Directive: Reproduce each of the records below line for line, leaving out the pictures.

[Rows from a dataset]
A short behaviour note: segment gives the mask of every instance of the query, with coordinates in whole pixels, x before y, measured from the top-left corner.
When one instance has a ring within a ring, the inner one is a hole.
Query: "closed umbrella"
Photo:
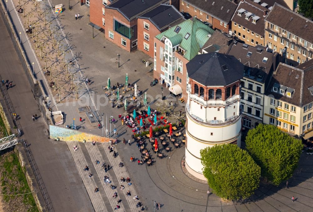
[[[124,106],[125,107],[125,111],[127,110],[127,99],[125,99],[125,103],[124,103]]]
[[[136,83],[135,85],[135,96],[137,96],[137,84]]]
[[[149,135],[150,136],[149,136],[149,137],[150,138],[150,140],[151,140],[151,139],[152,138],[152,126],[150,126],[150,130],[149,131],[149,133],[149,133],[150,134],[150,135]]]
[[[133,114],[133,116],[134,119],[136,119],[136,117],[137,117],[137,115],[136,115],[136,111],[135,110],[135,109],[134,109],[134,113]]]
[[[156,114],[154,115],[154,124],[156,124]]]
[[[148,106],[148,115],[150,115],[151,114],[151,109],[150,109],[150,105]]]
[[[172,123],[170,123],[170,139],[172,139],[172,135],[173,135],[173,129],[172,129]]]
[[[145,98],[143,99],[143,105],[145,107],[147,105],[147,92],[145,93]]]

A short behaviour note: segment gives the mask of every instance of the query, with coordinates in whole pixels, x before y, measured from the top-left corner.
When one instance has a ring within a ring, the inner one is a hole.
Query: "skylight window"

Final result:
A short behaviour note: segment gives the mask of every instance of the query, with coordinates in whole pixels, x before y, measured from the top-left corner.
When one instance has a ring within a ring, the inner one is a hole.
Query: "closed umbrella"
Photo:
[[[124,106],[125,107],[125,111],[127,110],[127,99],[125,99],[125,103],[124,103]]]
[[[136,83],[135,85],[135,96],[137,96],[137,84]]]
[[[149,135],[150,136],[149,136],[149,137],[150,138],[150,140],[151,140],[151,139],[152,138],[152,126],[150,126],[150,130],[149,131],[149,133],[149,133],[150,134],[150,135]]]
[[[133,114],[133,116],[134,119],[136,119],[136,117],[137,117],[137,115],[136,115],[136,111],[135,110],[135,109],[134,109],[134,113]]]
[[[156,114],[154,115],[154,124],[156,124]]]
[[[148,106],[148,115],[150,115],[151,114],[151,109],[150,109],[150,105]]]
[[[172,123],[170,123],[170,139],[172,139],[172,135],[173,135],[173,129],[172,129]]]
[[[145,98],[143,99],[143,105],[145,107],[147,105],[147,92],[145,93]]]

A short behaviour note: segment gives the mask of every instance of the query, with coordinates in whole pixels, x before y, measured from the top-left corner.
When one instance has a ring within a ring, the inner one is a hole.
Query: "skylight window"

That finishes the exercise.